__TASK DIRECTIONS__
Can the lines below, from the one that holds "If you could tag each instance of the autumn" to the very end, be echoed exactly, with both ends included and no pictures?

__SUPPLIED DATA__
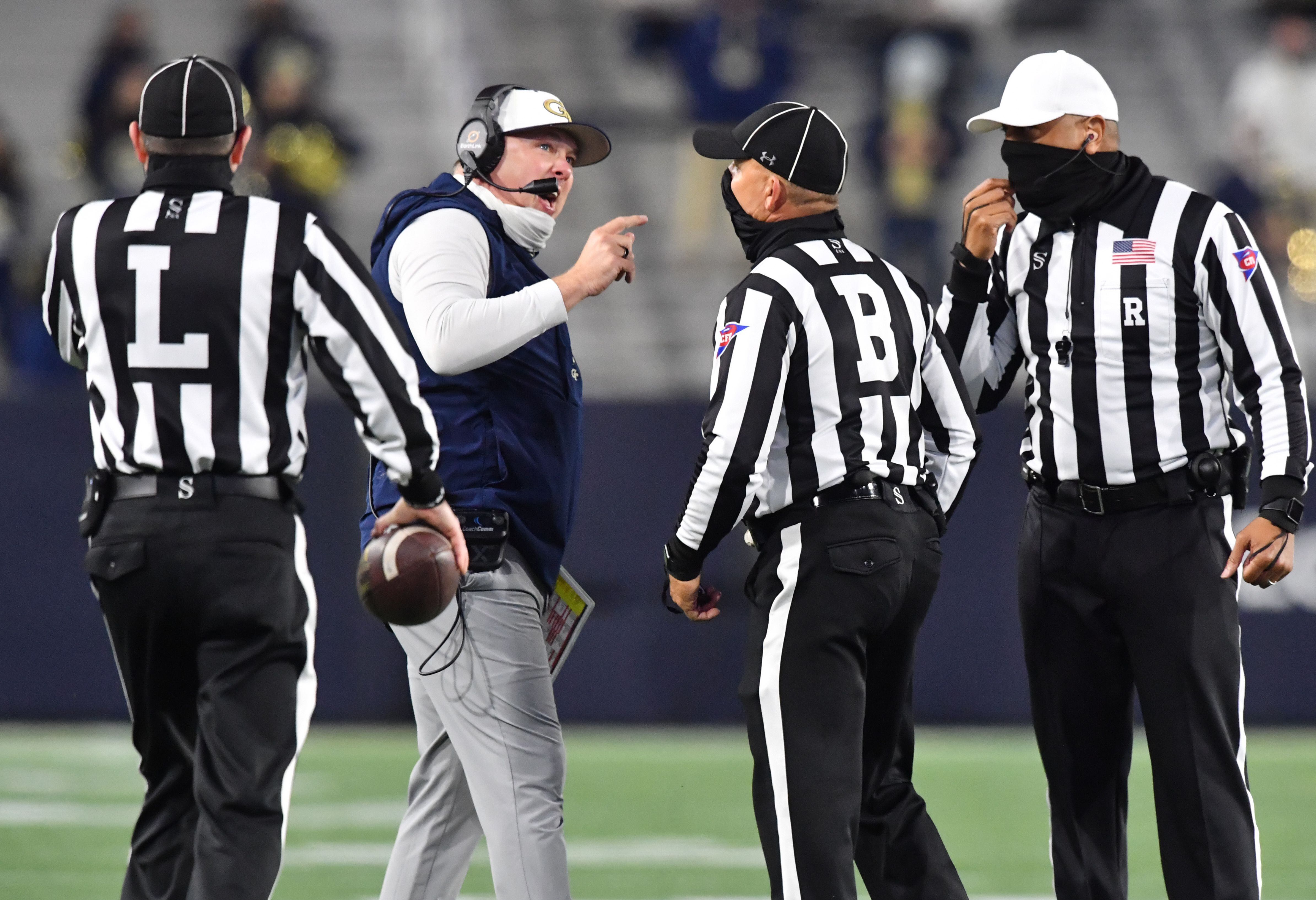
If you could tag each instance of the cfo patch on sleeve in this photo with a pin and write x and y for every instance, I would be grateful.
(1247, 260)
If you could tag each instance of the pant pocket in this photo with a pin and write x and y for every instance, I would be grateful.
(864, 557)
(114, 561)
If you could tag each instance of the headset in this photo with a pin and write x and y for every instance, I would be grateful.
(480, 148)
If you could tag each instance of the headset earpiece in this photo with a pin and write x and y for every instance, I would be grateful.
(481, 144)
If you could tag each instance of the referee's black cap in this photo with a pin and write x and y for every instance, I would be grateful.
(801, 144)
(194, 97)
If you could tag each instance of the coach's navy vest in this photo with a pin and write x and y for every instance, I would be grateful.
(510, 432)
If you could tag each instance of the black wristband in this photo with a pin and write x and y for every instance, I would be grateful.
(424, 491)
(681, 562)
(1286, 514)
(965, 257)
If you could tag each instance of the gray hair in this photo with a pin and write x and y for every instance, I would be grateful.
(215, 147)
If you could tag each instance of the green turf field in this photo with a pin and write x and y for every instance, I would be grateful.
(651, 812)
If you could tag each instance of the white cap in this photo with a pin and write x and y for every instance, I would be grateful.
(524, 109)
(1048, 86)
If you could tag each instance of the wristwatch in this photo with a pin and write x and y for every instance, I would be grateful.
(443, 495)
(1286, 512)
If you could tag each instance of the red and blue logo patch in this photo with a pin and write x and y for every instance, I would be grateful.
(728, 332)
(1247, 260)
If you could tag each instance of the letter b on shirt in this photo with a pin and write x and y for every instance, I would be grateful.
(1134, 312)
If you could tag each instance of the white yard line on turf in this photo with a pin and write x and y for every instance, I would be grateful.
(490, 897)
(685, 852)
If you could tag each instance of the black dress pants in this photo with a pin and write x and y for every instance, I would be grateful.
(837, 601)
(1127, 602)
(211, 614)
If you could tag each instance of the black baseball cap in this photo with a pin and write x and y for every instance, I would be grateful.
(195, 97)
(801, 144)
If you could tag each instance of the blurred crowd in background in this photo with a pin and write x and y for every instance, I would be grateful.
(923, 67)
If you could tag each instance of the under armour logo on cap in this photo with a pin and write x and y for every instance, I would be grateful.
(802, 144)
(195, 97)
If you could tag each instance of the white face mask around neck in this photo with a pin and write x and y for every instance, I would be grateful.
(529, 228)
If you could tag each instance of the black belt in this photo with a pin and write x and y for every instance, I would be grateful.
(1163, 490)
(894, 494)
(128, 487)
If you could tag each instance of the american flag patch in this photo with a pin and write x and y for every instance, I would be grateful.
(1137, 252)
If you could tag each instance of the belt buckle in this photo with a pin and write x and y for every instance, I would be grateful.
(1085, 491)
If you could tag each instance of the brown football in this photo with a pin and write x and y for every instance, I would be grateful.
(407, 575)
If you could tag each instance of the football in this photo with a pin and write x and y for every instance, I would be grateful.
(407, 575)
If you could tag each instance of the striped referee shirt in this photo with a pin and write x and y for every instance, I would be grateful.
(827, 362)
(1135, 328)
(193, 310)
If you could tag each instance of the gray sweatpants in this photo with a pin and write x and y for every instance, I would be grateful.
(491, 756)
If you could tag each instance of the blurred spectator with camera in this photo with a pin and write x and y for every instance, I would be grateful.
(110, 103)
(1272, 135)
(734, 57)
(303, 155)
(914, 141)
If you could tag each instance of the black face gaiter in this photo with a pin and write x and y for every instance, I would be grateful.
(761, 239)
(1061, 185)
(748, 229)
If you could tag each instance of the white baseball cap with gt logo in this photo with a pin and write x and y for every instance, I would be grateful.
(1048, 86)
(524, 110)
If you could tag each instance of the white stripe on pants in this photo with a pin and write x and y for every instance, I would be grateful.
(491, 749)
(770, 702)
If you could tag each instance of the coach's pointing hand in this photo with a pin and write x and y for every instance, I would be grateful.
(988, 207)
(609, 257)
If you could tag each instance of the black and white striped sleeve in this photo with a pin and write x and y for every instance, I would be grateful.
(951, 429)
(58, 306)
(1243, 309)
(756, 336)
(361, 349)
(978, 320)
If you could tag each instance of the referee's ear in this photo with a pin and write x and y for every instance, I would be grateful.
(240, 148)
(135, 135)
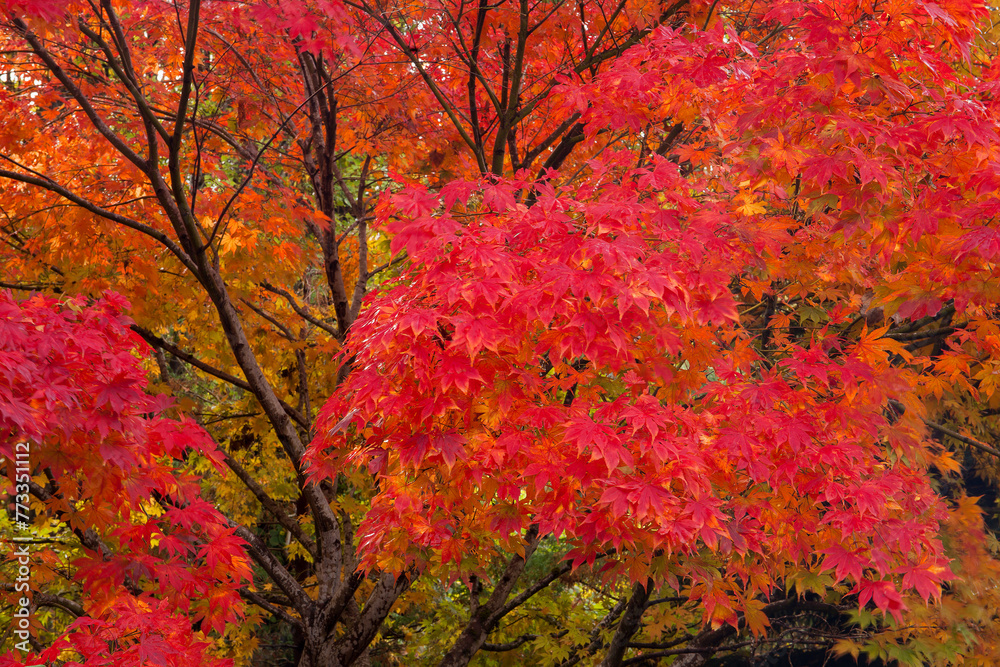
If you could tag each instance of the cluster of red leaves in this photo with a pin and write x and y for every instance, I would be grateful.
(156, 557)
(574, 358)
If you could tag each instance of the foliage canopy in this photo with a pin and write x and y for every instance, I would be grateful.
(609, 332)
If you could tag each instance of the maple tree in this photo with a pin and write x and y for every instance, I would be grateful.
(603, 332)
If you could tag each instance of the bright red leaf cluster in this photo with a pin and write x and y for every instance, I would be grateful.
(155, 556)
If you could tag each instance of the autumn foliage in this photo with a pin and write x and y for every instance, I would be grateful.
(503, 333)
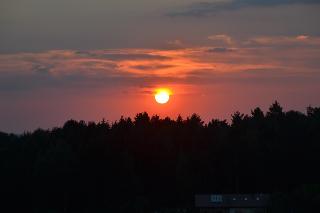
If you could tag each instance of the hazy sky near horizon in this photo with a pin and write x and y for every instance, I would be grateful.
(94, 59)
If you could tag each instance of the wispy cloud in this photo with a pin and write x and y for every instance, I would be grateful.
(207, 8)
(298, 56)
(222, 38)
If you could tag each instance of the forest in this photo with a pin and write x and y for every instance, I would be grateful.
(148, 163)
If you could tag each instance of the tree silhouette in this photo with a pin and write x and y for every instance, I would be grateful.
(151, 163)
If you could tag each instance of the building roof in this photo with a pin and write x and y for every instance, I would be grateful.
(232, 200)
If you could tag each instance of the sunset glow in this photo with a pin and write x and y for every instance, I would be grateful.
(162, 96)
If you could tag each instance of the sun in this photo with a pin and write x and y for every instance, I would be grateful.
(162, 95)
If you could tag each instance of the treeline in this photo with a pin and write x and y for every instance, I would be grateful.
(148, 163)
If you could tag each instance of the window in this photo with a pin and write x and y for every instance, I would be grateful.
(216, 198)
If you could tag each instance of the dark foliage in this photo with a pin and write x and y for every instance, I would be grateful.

__ANSWER TO THE PROBLEM__
If you could tag each instance of the autumn foliage in this photo with a pin and write x and y for every instance, I would be grateful.
(503, 333)
If you could tag each instance of the hazy sky near horizon in this photo with a pin and write x and y for every instance, I would be grateful.
(94, 59)
If you could tag each instance of the wispy cloud in this photo with a pin and write x and y for every instance, I would be grateful.
(207, 8)
(298, 56)
(222, 38)
If you could tag each instance of the forest in this photo with a pin and write x and y for every instance, I would be grateful.
(148, 163)
If you could tag each instance of the tree silhouette in this photo with a pin and write x and y for every instance, I would be grateful.
(151, 163)
If you could tag each instance of the building roof in this photo with a pin and write x and y for every instance, I would be grateful.
(232, 200)
If you could tag each instance of the sunset glow in this photo with a pin and write x and y for every instance, I would be grateful.
(162, 96)
If you could tag each instance of the sun in this photo with a pin and write x and y for every instance, I would be grateful.
(162, 95)
If you could tag each instance of the treeline in this photo with a pin and write x and y for every instance, I would be grateful.
(148, 163)
If you could tag each instance of the window in this photo with a pin and write x and y for every instance, I would be grateful.
(216, 198)
If you could tag each instance of the dark foliage in this photo with a pin and write x and y for every instance, I would be grateful.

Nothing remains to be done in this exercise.